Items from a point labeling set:
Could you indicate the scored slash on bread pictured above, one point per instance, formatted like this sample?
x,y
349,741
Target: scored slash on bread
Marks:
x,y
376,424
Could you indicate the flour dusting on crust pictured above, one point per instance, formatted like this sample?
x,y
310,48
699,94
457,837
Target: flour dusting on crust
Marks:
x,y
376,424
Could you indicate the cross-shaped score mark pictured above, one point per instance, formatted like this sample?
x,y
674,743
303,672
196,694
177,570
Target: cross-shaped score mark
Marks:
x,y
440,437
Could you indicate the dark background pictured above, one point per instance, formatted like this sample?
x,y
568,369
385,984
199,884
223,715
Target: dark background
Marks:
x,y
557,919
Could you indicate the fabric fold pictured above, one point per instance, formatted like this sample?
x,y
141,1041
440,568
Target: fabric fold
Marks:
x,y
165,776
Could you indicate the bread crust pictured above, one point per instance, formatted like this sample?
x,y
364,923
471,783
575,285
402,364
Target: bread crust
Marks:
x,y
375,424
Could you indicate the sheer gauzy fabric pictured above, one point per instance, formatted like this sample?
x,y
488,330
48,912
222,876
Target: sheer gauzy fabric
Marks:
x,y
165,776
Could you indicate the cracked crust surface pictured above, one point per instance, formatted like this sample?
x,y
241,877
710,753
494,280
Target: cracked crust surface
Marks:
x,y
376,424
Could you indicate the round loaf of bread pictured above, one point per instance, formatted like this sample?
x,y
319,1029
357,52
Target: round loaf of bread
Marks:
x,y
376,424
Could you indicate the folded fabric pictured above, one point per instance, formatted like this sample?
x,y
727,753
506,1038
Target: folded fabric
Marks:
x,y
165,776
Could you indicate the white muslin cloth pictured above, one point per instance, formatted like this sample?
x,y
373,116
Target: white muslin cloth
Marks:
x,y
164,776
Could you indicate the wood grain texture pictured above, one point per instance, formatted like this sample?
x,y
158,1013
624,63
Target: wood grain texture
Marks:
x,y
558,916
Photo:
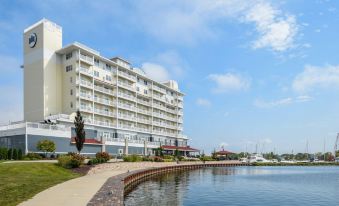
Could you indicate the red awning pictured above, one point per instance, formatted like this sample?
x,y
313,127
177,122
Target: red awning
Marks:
x,y
223,152
188,149
87,141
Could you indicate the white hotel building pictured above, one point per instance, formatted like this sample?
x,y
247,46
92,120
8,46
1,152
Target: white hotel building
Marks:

> Task to complete: Can you rewrite all of the items above, replacing every "Marks" with "Points", keeping everything else the same, and leaving out the pictures?

> Task result:
Could you indicate the scored slash on bread pictured above, one point per instance, formatted like this sample?
x,y
349,741
Target: scored slash on bread
Points:
x,y
376,424
Could you indicate the flour dusting on crust pictured above, one point per instance, formatted like this sample?
x,y
310,48
699,94
457,837
Target: flour dusting on crust
Points:
x,y
376,424
Could you indicate the cross-shaped score mark pictured above, one point per instance, formatted like this sample?
x,y
674,743
303,672
196,694
177,570
Target: cross-shaped score mark
Points:
x,y
440,437
Could you indicate the dark background pictured above, one point per instance, formatted like this sample?
x,y
568,369
385,984
199,884
223,715
Target: dark background
Points:
x,y
557,919
Could you indicate the fabric fold pictured above, one point per instance, formatted like this sample?
x,y
141,1041
440,568
Target: fabric fold
Points:
x,y
165,776
Could you indicate the bread crust pictured above, one point per instance, formatted like this sample?
x,y
364,923
471,783
575,285
402,364
Target: bread crust
Points:
x,y
375,424
Could you indicate the sheer gauzy fabric pictured above, one point per instance, formatted like this sample?
x,y
488,330
48,912
222,876
Target: sheer gauzy fabric
Points:
x,y
165,776
Could you indicate the cracked crust surface pictured above, one point per instance, formatted like this sample?
x,y
241,877
710,753
494,280
Target: cracked crust surface
Points:
x,y
376,424
Could you indicate the round loaf of bread pictured above, one point per instance, formatted like this sample?
x,y
319,1029
357,52
Target: round loaf of bread
Points:
x,y
376,424
Could you indicate the folded fabric pictured above, one point per instance, formatted like this sample?
x,y
727,753
506,1038
Target: folded fabric
Points:
x,y
165,776
Could you indicate the white muslin cloth pictured above, one point per instance, formatted like this sample?
x,y
373,116
Target: white muslin cloth
Points:
x,y
164,776
Could you indicate the wood grain texture pictured above, one point per instance, formatted like this sample?
x,y
158,1013
624,63
Target: wood grain texture
Points:
x,y
558,916
Photo:
Could you indicate the red awning pictured above, one point per instance, formatted like this sample?
x,y
313,127
177,122
Target: red awning
Points:
x,y
223,152
188,149
87,141
Could you indicate the white hotel building pictured above, one point per instance, formatted like this sample?
x,y
247,46
92,120
8,46
1,152
Target: white hotel building
Points:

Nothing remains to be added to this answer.